Work instructions:
1. Please answer these questions from the article on jailhouse voting:
(a) How many inmates and detainees does the Cook County Jail hold?
(b) In what year was the U.S. Supreme Court decision in O'brien v. Skinner issued?
(c) In what year did the Harris County sheriff's department establish a polling place in its jail?
2. Apart from Cook County, which places does the article on jailhouse voting list as having jails where voting rights advocates worked with local officials to offer voting? Name every one.

Excerpt to read:
Push on to expand voting rights in jails
Survey: Inmates not yet convicted should retain their right to vote
CHICAGO – The voting precinct could have been any one of hundreds throughout Chicago, except that these voters in the first round of the mayoral election were all wearing the same beige smocks. And the security at this polling place wasn’t intended to keep disrupters and campaigners out, but the voters in.
When first-time voter Tykarri Skillon finished studying the list of nine candidates, looking for those who shared his priorities on jobs and affordable housing, he marked his ballot and then was escorted with other voters back to their cells in the Cook County Jail.
The 25-year-old, awaiting trial on a weapons charge, is part of a group not always mentioned in discussions about voting disenfranchisement. People serving sentences for felony convictions lose their right to vote. Detainees awaiting trial or serving misdemeanor sentences do retain that right, but face barriers to exercising it in many parts of the United States.
The Cook County Jail, with more than 5,500 inmates and detainees, is one of the largest such facilities in the nation. It is one of several lockups where voting rights advocates have worked with local election and jail officials to offer voting for those held there. The list includes jails in Denver; Harris County, Texas; Los Angeles County; and the District of Columbia.
Expanding jailhouse voting is one of the latest steps to combine voting rights with criminal justice changes.
“It feels good to have a voice,” Skillon said after casting his ballot. The race now goes to an April 4 runoff. “We’re going home someday, so we should have a voice in our community.”
Candidates he chose from included the current mayor, Democrat Lori Lightfoot. Among the issues that damaged her politically was rising crime. She eventually came in third in the election, bumping her from the runoff between the two top vote-getters, also Democrats.
The most recent survey from the federal Bureau of Justice Statistics, released last December, showed that 451,400 of the 636,300 people held in jails across the country had not been convicted and thus should retain their right to vote.
Voting rights for pretrial detainees and inmates serving sentences for misdemeanors were upheld in a U.S. Supreme Court decision from 1974, in a case from New York, O’brien v. Skinner.
Despite that ruling, voting rights advocates say a “de facto disenfranchisement” exists because of mistakes over eligibility and the difficulties that detainees and prisoners face in registering
or voting.
In Harris County, Texas, which includes Houston, about 75% of the nearly 10,000 people held in jail are pretrial. The sheriff’s department established a polling place there in 2019, working with the county elections office, and has allowed voting during the past two election cycles. Before that, detainees voted only by mail.
The move started in 2017 with the Houston Justice Coalition and an initiative known as Project Orange that has helped register thousands of detainees and taught them how to navigate the mail ballot process, Nadia Hakim, a spokeswoman for the Harris County Elections Administration, said in an email.
“Previously if detainees wanted to vote, they had to do the legwork,” she said. “They had to know their registration status and make the request for the mail ballot application.”

Extracted material:

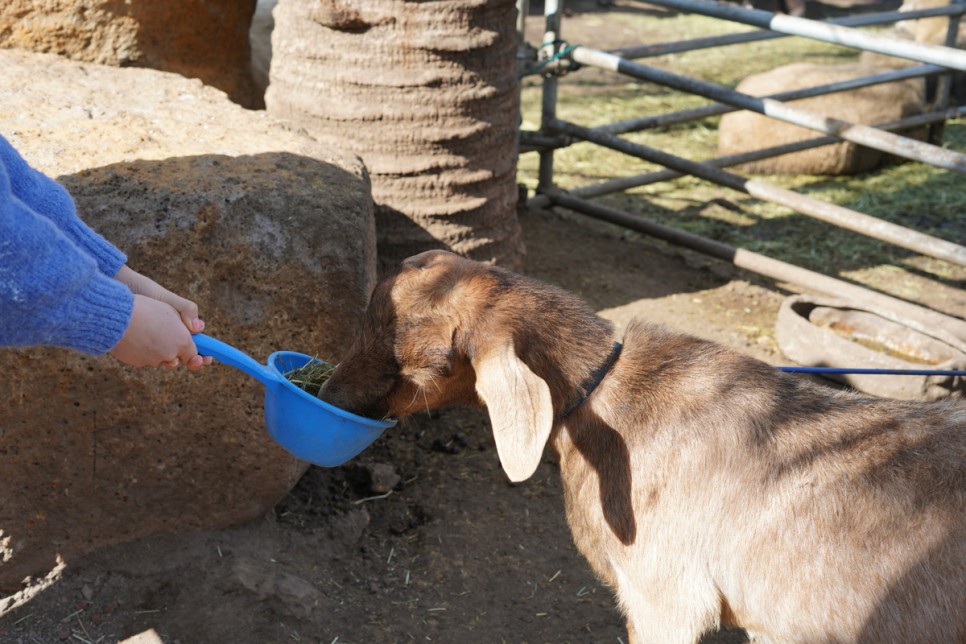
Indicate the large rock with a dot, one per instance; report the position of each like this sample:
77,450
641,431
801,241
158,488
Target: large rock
269,232
206,39
744,131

Your responses:
1.
(a) More than 5,500
(b) 1974
(c) 2019

2. Denver; Harris County, Texas; Los Angeles County; the District of Columbia